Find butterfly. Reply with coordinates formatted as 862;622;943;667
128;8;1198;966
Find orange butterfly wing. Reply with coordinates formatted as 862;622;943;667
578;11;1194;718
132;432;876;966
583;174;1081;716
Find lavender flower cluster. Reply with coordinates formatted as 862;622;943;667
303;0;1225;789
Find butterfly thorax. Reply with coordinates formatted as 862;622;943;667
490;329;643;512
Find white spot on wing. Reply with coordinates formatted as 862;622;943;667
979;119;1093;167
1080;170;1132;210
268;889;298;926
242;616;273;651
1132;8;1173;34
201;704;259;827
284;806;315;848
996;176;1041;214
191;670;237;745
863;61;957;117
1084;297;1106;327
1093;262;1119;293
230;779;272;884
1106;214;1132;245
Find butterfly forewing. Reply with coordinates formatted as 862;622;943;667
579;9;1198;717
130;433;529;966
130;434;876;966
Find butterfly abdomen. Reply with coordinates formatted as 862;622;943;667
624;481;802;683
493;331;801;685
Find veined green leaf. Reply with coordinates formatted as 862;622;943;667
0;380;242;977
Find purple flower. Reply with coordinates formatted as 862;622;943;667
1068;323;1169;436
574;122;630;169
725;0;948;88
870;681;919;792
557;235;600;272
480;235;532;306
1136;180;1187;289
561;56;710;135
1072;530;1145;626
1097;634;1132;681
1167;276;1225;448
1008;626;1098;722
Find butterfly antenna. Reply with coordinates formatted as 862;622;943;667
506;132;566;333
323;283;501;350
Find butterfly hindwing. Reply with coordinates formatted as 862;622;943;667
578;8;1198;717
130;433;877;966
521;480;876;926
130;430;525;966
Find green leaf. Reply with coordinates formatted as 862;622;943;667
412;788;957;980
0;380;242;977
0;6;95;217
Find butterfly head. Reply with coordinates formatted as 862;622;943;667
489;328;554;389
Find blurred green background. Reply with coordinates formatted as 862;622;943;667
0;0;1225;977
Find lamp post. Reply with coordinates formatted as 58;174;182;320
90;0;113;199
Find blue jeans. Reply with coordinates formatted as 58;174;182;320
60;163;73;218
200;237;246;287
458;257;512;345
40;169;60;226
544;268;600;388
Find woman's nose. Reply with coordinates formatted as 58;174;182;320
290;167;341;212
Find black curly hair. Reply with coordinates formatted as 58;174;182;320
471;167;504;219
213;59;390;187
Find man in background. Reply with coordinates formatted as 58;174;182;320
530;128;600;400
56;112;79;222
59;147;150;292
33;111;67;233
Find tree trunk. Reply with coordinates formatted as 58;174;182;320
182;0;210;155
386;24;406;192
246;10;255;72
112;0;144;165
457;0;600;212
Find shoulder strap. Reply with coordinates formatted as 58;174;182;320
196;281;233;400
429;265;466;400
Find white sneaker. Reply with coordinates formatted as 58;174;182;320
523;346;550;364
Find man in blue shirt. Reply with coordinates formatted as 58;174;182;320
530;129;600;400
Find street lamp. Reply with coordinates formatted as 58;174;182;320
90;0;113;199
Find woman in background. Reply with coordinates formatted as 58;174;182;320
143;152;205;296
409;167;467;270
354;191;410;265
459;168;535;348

+ + + + + + +

Directive -> Reproduce the entire listing above, switching each occurrence of "butterfly" to "moth" and changing nothing else.

Written response ->
Find moth. Reply with coordinates formatted as 862;622;943;667
128;8;1198;966
Find orange moth wing. Reply with coordinates formatted as 862;622;943;667
578;11;1194;718
132;432;876;966
583;174;1081;716
Find lavender flower cluster. Reply with coordinates formatted as 862;622;943;667
303;0;1225;789
Find moth thorax. Reply with coordinates formatted as 862;622;943;667
490;329;643;512
Find white spot on wing. Reply with coordinates formatted as 862;622;943;667
979;119;1093;167
1080;170;1132;210
268;889;298;926
242;616;273;651
1132;8;1173;34
201;704;259;827
284;806;315;848
996;176;1041;214
191;670;237;745
863;61;957;117
1084;297;1106;327
1093;262;1119;293
230;779;272;884
1106;214;1132;245
Find moth forewing. Reply with coordinates formatted as 862;622;943;667
579;9;1198;717
130;433;529;966
130;434;876;966
Find moth abdomen. Reply with coordinates formatted as 862;622;943;667
624;481;802;683
493;331;801;685
Find veined green leaf. Reply with coordinates formatted as 862;622;943;667
0;380;242;977
Find purple flower. Reply with coordinates formatted as 862;622;943;667
1068;323;1169;436
574;122;630;169
725;0;948;88
870;681;919;792
557;235;600;272
480;235;532;306
1136;180;1187;289
561;56;710;135
1072;530;1145;626
1097;634;1132;681
1167;276;1225;448
1008;626;1098;722
Find moth antenna. Reply with coordinates formatted as 862;622;943;667
506;132;566;333
323;283;501;350
Find moth hindwing. Reply with coordinates formatted as 862;622;943;667
578;8;1198;717
130;433;877;966
521;480;876;926
130;430;525;966
Find green leaf. Reply with coordinates formatted as 862;622;943;667
412;788;957;980
0;380;242;977
0;6;95;217
Find moth head. Reply with coordinates formatted as 862;622;943;667
489;328;554;389
Find blurred green background. Reply with coordinates formatted as 862;622;943;667
0;0;1225;977
Find lamp post. Reply with coordinates formatted as 58;174;182;320
90;0;113;199
Find blue jeans. Reply with coordinates formatted as 58;174;182;320
60;163;73;218
200;237;246;287
458;257;512;345
40;169;60;226
544;268;600;388
Find woman's nose. Reply with coordinates formatted as 58;174;182;320
290;167;341;212
Find black curly hair. Reply with coordinates formatted as 58;174;182;320
471;167;504;219
213;59;390;187
Find man in background. Reply with coordinates formatted as 58;174;182;320
530;128;600;400
56;112;79;222
59;147;150;292
33;111;67;233
Find tree trunk. Reply with coordinates formatted as 58;174;182;320
182;0;210;155
386;24;406;192
246;10;255;72
112;0;144;165
457;0;600;212
Find shoulder strap. Reply with coordinates formatted as 58;174;182;320
196;281;233;400
429;265;466;400
Find white sneaker. Reply with coordinates formatted as 58;174;182;320
523;346;550;364
Find man in blue shirt. Reply with coordinates formatted as 58;174;182;320
530;129;600;400
Find street lamp. Reply with coordinates formatted as 58;174;182;320
90;0;113;199
Find woman in background. Reply with coordinates formatted as 58;174;182;320
143;152;205;296
409;167;467;270
354;191;410;265
459;168;535;348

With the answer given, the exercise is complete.